> **What this task involves**:
Transcribe the records below exactly, leaving out any pictures.

------

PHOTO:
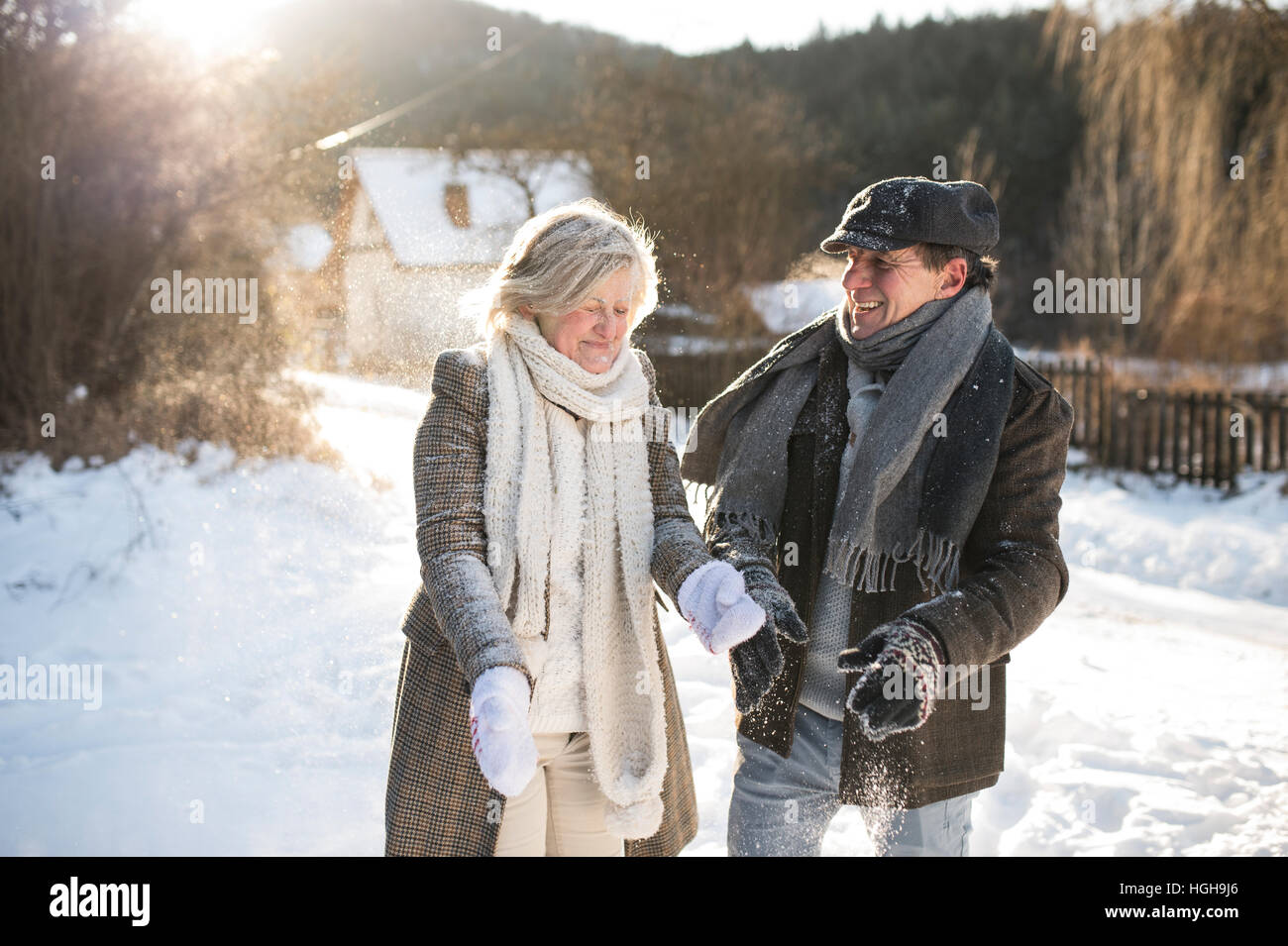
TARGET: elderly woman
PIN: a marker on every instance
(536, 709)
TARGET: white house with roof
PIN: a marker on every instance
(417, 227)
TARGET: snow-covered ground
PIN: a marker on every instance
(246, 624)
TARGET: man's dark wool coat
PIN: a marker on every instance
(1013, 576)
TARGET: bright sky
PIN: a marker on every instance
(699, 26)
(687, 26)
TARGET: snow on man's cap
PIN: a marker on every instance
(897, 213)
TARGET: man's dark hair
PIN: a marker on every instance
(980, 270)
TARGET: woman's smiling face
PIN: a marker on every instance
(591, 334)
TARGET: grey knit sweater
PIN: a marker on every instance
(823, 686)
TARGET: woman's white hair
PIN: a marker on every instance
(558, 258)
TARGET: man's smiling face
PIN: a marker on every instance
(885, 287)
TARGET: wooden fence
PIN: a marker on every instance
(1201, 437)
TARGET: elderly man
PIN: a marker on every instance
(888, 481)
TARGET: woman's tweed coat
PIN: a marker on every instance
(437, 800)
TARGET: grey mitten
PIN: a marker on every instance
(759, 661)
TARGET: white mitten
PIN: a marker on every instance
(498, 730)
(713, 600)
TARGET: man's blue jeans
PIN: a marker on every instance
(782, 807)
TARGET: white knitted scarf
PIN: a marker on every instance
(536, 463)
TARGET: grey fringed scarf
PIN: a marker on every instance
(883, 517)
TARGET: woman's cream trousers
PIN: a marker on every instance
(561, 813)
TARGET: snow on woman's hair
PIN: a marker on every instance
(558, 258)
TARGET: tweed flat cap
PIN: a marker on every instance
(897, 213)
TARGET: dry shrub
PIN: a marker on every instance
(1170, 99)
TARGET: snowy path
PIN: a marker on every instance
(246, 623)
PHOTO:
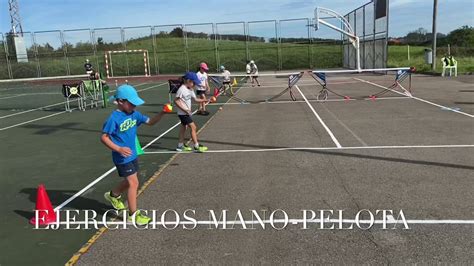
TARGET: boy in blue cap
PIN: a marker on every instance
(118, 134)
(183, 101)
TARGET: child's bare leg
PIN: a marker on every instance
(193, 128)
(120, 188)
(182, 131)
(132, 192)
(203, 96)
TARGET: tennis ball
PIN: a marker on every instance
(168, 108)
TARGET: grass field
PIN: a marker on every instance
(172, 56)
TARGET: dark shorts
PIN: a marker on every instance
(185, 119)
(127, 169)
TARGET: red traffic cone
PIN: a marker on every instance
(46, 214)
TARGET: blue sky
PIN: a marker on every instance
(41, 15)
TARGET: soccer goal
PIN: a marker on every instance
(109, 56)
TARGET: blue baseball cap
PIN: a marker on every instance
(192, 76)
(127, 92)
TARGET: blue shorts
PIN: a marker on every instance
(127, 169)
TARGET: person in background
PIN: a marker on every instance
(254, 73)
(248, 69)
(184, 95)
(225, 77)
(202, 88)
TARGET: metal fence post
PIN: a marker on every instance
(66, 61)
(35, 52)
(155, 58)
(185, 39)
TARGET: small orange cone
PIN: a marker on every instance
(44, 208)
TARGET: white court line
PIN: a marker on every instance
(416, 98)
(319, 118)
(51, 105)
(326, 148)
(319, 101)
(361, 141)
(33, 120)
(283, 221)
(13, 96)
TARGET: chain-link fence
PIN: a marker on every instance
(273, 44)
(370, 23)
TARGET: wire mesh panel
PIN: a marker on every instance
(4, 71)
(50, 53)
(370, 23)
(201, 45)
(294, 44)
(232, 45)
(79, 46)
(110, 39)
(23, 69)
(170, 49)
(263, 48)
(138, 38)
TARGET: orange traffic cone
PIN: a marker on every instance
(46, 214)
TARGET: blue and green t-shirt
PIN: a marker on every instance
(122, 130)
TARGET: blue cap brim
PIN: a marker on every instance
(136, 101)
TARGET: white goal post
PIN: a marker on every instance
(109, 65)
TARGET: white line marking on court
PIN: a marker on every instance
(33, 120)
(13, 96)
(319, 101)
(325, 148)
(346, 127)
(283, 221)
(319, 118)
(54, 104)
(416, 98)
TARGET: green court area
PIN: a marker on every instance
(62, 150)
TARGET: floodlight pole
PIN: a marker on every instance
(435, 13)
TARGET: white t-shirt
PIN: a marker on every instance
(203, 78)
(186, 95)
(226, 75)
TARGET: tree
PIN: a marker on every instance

------

> **Final result**:
PHOTO:
TARGET: elderly woman
PIN: a marker on every instance
(536, 709)
TARGET: white house with roof
PIN: a marker on every instance
(417, 227)
TARGET: snow-covered ground
PIN: a marker on every instance
(246, 624)
TARGET: man's dark wool coat
PIN: a marker on every instance
(1013, 576)
TARGET: bright sky
PIN: a marker on every instance
(699, 26)
(687, 26)
TARGET: snow on man's cap
PIN: a marker on every instance
(897, 213)
TARGET: man's dark hair
PIN: a marker on every instance
(980, 270)
TARGET: woman's smiling face
PIN: a marker on every instance
(591, 334)
TARGET: grey knit sweater
PIN: a marker on every instance
(823, 686)
TARGET: woman's white hair
PIN: a marker on every instance
(558, 258)
TARGET: man's smiling face
PIN: a marker on every instance
(885, 287)
TARGET: wooden fence
PIN: a marker on every instance
(1201, 437)
TARGET: elderly man
PIN: a marker on every instance
(888, 481)
TARGET: woman's tweed coat
PIN: a marker on every instance
(437, 800)
TARGET: grey mitten
PIN: a marker on every instance
(759, 661)
TARGET: white mitten
PIN: a marker on every instance
(498, 730)
(713, 600)
TARGET: man's blue jeans
PIN: a marker on every instance
(782, 807)
TARGET: white knitted scarf
PIN: a marker on every instance
(536, 463)
TARGET: grey fringed scarf
PIN: a marker on every instance
(883, 517)
TARGET: woman's cream trousers
PIN: a marker on every instance
(561, 813)
TARGET: snow on woman's hair
PIN: a marker on every instance
(558, 258)
TARGET: tweed flat cap
PIN: a marker on every instance
(897, 213)
TARGET: dry shrub
PIN: a marker on every instance
(1170, 99)
TARGET: snowy path
PIN: a marker on every instance
(246, 623)
PHOTO:
TARGET: boy in blue cap
PIN: a marker on every instance
(118, 134)
(183, 101)
TARGET: child's bare leg
PIN: a marker on every instance
(193, 128)
(120, 188)
(182, 131)
(132, 192)
(203, 96)
TARGET: tennis ball
PIN: a marker on every instance
(168, 108)
TARGET: grass field
PIN: a marker on every instance
(172, 56)
TARGET: dark shorts
PIN: a marker on every instance
(185, 119)
(127, 169)
TARGET: red traffic cone
PIN: a marker on every instance
(46, 214)
TARGET: blue sky
PIN: a marker on every instance
(41, 15)
TARGET: soccer goal
PIN: a marker on every instance
(109, 56)
TARGET: blue baseball cap
PIN: a marker on every instance
(192, 76)
(127, 92)
TARGET: blue shorts
PIN: a marker on every instance
(127, 169)
TARGET: person in background
PIN: a marker on every instance
(254, 73)
(248, 69)
(184, 95)
(225, 77)
(202, 88)
TARGET: metal fence post
PIN: a marker on every instance
(66, 61)
(35, 52)
(155, 58)
(185, 39)
TARGET: small orange cone
PIN: a marker on every instance
(44, 208)
TARGET: white court line
PIN: a marker on every instance
(416, 98)
(319, 118)
(51, 105)
(326, 148)
(319, 101)
(361, 141)
(33, 120)
(283, 221)
(13, 96)
TARGET: chain-link fence
PIN: a marker on every instance
(273, 44)
(370, 23)
TARGET: wire mesh panel
PIN: a marker on every instance
(4, 71)
(50, 53)
(370, 23)
(201, 45)
(294, 44)
(232, 45)
(79, 46)
(110, 39)
(23, 69)
(170, 49)
(263, 48)
(138, 38)
TARGET: orange traffic cone
PIN: a marker on every instance
(46, 214)
TARGET: blue and green t-shirt
PIN: a marker on every instance
(122, 130)
TARGET: blue cap brim
PIN: a marker on every instance
(136, 101)
TARGET: white goal post
PIN: a marker on every instance
(109, 65)
TARGET: white line marking on court
PIN: a marker on every instance
(33, 120)
(13, 96)
(319, 101)
(325, 148)
(346, 127)
(283, 221)
(319, 118)
(54, 104)
(416, 98)
TARGET: green court area
PIN: a marker on every instance
(62, 150)
TARGET: floodlight pole
PIN: a marker on every instance
(435, 13)
TARGET: white t-shirt
PIN: a marker on every instance
(203, 78)
(186, 95)
(226, 75)
TARGET: tree
PIN: a marker on every instance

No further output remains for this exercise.